Walkthrough on a Sentinel-2 Tile
This end-to-end example reads a Level-2A tile with rasterio, resamples the 20 m SCL band up to the 10 m red/NIR grid, and produces a clean NDVI array. The diagram after it shows the full data flow.
import numpy as np
import rasterio
from rasterio.enums import Resampling
with rasterio.open("T33UUP_B04_10m.jp2") as src: # red
red = src.read(1)
profile = src.profile
dst_shape = (src.height, src.width)
with rasterio.open("T33UUP_B08_10m.jp2") as src: # NIR
nir = src.read(1)
# SCL is 20 m; read and resample to the 10 m grid with nearest-neighbour
with rasterio.open("T33UUP_SCL_20m.jp2") as src:
scl = src.read(1, out_shape=dst_shape, resampling=Resampling.nearest)
cloud_mask = np.isin(scl, [1, 3, 8, 9, 10, 11])
ndvi = mask_and_ndvi(red, nir, cloud_mask, dilate_iterations=2)
# Persist NDVI as float32 with NaN nodata so masking survives on disk
profile.update(dtype="float32", count=1, nodata=np.nan)

» **Recorded data**
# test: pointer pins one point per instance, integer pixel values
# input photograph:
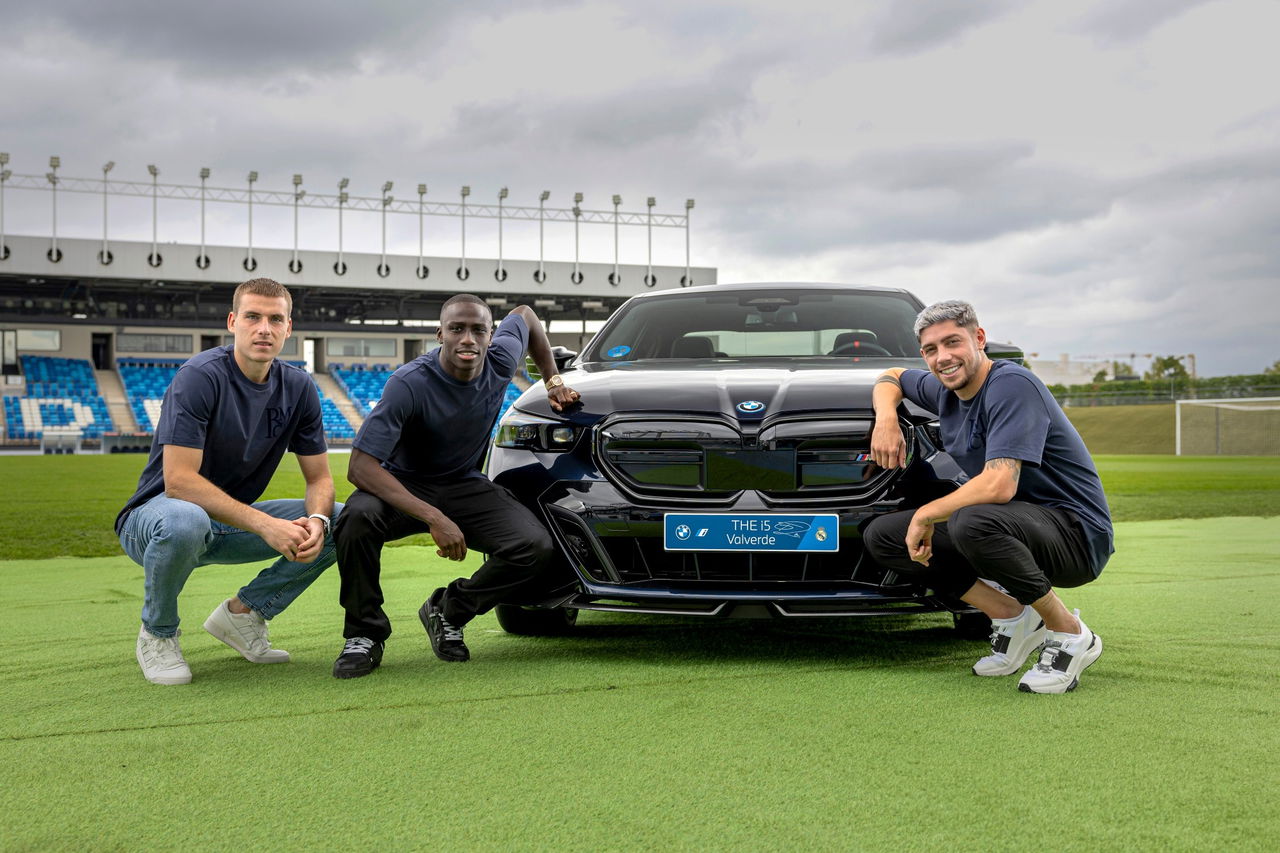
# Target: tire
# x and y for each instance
(972, 625)
(536, 621)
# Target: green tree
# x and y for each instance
(1166, 368)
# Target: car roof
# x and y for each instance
(771, 286)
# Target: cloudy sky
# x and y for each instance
(1097, 177)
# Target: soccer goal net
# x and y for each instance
(1242, 427)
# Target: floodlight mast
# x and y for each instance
(4, 178)
(51, 176)
(542, 220)
(250, 264)
(105, 255)
(501, 274)
(339, 267)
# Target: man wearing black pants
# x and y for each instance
(416, 468)
(1031, 518)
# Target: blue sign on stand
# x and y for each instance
(750, 532)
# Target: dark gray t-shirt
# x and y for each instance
(430, 427)
(1014, 416)
(243, 427)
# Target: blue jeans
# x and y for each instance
(169, 538)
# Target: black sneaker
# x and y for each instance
(446, 638)
(360, 656)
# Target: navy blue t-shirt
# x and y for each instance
(243, 427)
(430, 427)
(1014, 416)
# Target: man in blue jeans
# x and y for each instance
(227, 420)
(1032, 515)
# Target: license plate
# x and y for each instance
(750, 532)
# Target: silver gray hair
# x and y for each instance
(955, 310)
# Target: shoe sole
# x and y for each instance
(214, 629)
(424, 615)
(1089, 660)
(353, 674)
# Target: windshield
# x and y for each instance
(791, 323)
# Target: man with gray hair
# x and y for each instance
(1032, 515)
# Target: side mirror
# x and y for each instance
(562, 356)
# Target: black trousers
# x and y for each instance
(1024, 547)
(492, 520)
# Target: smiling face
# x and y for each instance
(464, 336)
(261, 325)
(955, 356)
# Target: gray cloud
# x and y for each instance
(1125, 21)
(923, 24)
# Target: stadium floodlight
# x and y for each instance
(649, 203)
(154, 258)
(616, 278)
(339, 267)
(577, 217)
(201, 259)
(4, 178)
(51, 177)
(105, 256)
(250, 264)
(689, 274)
(540, 276)
(421, 209)
(464, 273)
(502, 273)
(383, 269)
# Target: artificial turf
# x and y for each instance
(652, 731)
(55, 506)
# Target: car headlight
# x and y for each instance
(526, 432)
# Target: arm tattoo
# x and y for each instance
(1014, 465)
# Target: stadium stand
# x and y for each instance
(362, 384)
(60, 393)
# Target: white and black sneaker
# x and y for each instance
(1011, 642)
(360, 656)
(1064, 658)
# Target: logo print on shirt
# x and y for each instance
(275, 420)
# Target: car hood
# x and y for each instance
(737, 389)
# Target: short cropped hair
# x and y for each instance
(268, 287)
(954, 310)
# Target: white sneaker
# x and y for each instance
(1011, 641)
(246, 633)
(1065, 656)
(160, 658)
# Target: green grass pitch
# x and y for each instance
(645, 733)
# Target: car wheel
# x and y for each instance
(973, 625)
(536, 621)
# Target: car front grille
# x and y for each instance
(690, 460)
(638, 560)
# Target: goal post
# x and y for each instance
(1228, 427)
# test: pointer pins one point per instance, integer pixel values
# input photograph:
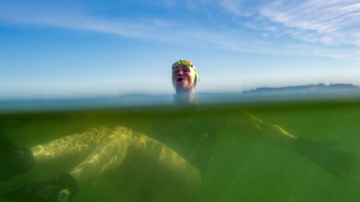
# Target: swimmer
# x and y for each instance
(173, 163)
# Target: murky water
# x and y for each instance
(242, 167)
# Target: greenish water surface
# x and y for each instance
(242, 167)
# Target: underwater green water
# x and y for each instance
(242, 168)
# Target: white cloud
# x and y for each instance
(329, 22)
(312, 21)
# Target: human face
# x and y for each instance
(183, 78)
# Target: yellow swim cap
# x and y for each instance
(189, 64)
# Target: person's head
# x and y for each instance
(184, 76)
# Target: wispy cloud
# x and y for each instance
(315, 22)
(332, 22)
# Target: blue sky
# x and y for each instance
(72, 49)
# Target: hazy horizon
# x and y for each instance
(107, 48)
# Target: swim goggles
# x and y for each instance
(189, 64)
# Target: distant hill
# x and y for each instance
(319, 87)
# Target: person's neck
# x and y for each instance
(185, 97)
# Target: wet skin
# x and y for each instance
(183, 79)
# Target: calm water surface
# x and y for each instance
(242, 168)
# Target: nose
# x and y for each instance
(180, 73)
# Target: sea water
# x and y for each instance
(242, 168)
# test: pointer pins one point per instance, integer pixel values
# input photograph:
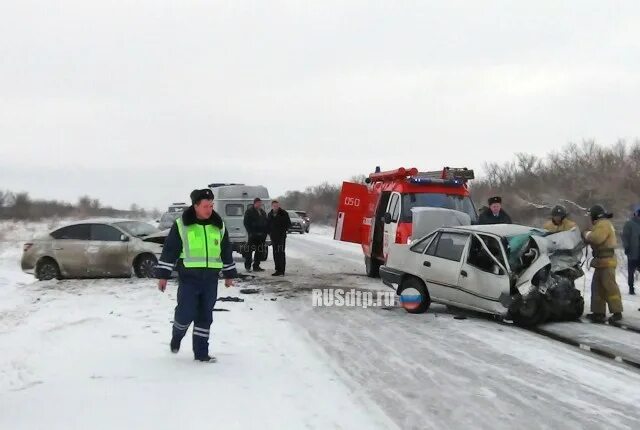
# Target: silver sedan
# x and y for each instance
(94, 248)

» **Tasks and exercises**
1. Decide whether each statement agrees with the Sentinel-2 walkthrough above, answering yes or no and quoting the deciding words of the text: (a) The SCL band is resampled to the 10 m grid with nearest-neighbour. (b) The SCL band is natively 10 m. (c) The NDVI output is written to disk as float32.
2. Retype the Sentinel-2 walkthrough above, everything from "Walkthrough on a" down to "red = src.read(1)".
3. In the Sentinel-2 walkthrough above, which SCL values go into the cloud mask?

» **Task solutions**
1.
(a) Yes: "read and resample to the 10 m grid with nearest-neighbour"
(b) No: "SCL is 20 m"
(c) Yes: "Persist NDVI as float32 with NaN nodata"

2.
Walkthrough on a Sentinel-2 Tile
This end-to-end example reads a Level-2A tile with rasterio, resamples the 20 m SCL band up to the 10 m red/NIR grid, and produces a clean NDVI array. The diagram after it shows the full data flow.
import numpy as np
import rasterio
from rasterio.enums import Resampling
with rasterio.open("T33UUP_B04_10m.jp2") as src: # red
red = src.read(1)

3. 1, 3, 8, 9, 10, and 11.